» **Rows from a pointing dataset**

━━━━━━━━━━

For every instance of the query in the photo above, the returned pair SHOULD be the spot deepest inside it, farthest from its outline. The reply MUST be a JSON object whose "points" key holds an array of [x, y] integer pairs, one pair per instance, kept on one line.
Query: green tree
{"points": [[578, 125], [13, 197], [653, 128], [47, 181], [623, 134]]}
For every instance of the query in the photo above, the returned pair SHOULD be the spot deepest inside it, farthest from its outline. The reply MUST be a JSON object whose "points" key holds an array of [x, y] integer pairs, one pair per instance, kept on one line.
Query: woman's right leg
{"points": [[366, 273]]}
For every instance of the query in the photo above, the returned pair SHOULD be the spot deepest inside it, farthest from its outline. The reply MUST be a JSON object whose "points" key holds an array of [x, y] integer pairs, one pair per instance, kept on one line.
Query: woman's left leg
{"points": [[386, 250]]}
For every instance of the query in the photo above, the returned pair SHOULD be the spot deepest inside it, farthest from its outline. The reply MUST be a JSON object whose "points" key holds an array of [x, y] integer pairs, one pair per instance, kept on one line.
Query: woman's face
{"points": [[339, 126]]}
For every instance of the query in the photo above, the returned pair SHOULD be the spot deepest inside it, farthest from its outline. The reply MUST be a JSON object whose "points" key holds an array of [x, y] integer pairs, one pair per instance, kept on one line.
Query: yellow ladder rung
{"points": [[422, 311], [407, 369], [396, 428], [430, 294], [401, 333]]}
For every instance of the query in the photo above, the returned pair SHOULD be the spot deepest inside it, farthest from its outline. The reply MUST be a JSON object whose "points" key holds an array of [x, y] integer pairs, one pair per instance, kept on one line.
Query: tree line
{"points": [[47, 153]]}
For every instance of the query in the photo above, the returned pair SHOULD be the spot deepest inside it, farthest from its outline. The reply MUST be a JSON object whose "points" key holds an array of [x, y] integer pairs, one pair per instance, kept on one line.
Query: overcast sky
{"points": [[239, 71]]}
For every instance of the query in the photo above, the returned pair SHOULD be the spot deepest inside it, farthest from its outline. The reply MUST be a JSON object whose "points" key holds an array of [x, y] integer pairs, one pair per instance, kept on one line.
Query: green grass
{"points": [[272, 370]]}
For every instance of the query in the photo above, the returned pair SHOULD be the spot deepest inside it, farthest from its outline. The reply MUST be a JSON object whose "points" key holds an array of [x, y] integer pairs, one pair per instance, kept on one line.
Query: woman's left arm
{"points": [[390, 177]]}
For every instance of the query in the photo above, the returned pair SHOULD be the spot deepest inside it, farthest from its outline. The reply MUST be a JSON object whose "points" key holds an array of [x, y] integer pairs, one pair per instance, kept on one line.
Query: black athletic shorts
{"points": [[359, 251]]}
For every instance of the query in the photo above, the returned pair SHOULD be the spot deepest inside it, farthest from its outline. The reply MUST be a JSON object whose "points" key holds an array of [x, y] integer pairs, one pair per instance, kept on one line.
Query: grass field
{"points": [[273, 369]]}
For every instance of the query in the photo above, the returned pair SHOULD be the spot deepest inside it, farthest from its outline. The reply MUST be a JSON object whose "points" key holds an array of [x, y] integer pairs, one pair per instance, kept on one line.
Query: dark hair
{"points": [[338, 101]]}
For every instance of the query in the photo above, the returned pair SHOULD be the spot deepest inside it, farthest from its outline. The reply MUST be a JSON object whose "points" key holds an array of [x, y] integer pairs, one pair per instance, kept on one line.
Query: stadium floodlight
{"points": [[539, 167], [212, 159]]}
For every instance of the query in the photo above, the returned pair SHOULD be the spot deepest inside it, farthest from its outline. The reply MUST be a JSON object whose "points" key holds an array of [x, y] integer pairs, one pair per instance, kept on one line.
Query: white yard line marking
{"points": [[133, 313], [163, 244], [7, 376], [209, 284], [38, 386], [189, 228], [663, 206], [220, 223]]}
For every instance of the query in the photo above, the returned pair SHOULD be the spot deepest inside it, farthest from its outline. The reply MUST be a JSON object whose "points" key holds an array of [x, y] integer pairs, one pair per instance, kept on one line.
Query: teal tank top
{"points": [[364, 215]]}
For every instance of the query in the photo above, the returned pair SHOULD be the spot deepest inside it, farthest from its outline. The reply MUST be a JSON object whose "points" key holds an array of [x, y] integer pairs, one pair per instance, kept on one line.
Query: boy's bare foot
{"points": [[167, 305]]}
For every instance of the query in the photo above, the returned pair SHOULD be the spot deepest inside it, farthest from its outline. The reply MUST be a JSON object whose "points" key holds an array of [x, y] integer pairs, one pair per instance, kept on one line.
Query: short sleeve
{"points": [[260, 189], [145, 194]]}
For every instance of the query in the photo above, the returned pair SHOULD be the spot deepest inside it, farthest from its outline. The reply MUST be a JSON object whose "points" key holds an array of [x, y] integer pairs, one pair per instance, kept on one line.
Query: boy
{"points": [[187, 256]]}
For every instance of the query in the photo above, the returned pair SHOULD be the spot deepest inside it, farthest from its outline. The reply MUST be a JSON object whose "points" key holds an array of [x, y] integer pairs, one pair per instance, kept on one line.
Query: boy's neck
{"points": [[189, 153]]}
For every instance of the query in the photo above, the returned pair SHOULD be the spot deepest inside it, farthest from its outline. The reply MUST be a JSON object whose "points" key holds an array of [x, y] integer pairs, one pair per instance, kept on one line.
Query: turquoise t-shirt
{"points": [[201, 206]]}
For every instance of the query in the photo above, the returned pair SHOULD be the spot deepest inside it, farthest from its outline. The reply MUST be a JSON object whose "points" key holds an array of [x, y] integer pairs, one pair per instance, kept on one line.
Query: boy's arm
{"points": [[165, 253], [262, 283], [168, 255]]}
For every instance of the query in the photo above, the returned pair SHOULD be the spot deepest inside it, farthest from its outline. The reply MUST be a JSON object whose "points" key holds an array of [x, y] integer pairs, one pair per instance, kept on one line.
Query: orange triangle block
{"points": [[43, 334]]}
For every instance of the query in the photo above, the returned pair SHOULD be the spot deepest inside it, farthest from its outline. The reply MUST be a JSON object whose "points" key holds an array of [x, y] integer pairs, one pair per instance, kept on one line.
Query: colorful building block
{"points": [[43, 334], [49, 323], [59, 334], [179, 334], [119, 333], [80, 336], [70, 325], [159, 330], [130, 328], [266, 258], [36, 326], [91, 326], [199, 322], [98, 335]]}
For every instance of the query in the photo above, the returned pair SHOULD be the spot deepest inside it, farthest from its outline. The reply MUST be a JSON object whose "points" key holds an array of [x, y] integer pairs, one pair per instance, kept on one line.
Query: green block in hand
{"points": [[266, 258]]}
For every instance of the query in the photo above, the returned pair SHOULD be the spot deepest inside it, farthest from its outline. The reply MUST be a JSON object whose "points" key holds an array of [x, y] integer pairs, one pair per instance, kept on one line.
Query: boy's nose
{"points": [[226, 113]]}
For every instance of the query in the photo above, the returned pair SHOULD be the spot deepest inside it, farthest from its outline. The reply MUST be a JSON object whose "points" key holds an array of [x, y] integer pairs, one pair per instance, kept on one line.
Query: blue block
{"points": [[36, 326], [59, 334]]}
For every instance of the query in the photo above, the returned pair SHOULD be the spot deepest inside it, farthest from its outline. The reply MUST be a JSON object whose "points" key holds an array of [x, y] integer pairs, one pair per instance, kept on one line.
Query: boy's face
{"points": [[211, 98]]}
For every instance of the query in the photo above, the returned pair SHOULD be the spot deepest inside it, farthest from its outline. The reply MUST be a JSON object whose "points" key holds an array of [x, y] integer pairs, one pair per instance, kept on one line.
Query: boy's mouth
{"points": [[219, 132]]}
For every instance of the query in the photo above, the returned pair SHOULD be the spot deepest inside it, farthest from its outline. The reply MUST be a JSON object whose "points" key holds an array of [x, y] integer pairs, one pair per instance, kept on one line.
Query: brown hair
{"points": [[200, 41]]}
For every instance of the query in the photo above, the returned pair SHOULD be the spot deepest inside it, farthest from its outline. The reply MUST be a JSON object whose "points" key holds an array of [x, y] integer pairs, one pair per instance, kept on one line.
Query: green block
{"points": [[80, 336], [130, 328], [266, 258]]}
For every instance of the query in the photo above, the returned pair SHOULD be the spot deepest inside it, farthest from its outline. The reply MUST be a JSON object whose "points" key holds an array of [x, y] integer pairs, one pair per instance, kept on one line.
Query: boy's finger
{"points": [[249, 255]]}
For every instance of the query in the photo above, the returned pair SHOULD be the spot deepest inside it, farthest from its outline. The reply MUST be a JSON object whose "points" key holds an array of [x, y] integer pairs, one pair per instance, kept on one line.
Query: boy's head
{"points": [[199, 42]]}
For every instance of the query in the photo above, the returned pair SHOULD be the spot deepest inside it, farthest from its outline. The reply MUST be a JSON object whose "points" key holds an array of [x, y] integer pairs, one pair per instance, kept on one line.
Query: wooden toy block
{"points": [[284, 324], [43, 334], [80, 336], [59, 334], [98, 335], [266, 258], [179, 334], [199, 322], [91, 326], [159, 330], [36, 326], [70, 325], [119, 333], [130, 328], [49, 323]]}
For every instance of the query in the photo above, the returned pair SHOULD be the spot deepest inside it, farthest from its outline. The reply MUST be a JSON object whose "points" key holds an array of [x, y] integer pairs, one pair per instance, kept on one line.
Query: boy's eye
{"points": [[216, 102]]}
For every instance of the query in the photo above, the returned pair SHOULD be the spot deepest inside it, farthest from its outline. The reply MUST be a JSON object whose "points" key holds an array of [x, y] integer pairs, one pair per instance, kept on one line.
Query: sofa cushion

━━━━━━━━━━

» **PROBLEM TO SOLVE**
Find every line in the entries above that contains the word "grass", treating uppercase and lowercase as different, and copy each of those lines.

» **EXPECTED ANSWER**
Query: green grass
Query: grass field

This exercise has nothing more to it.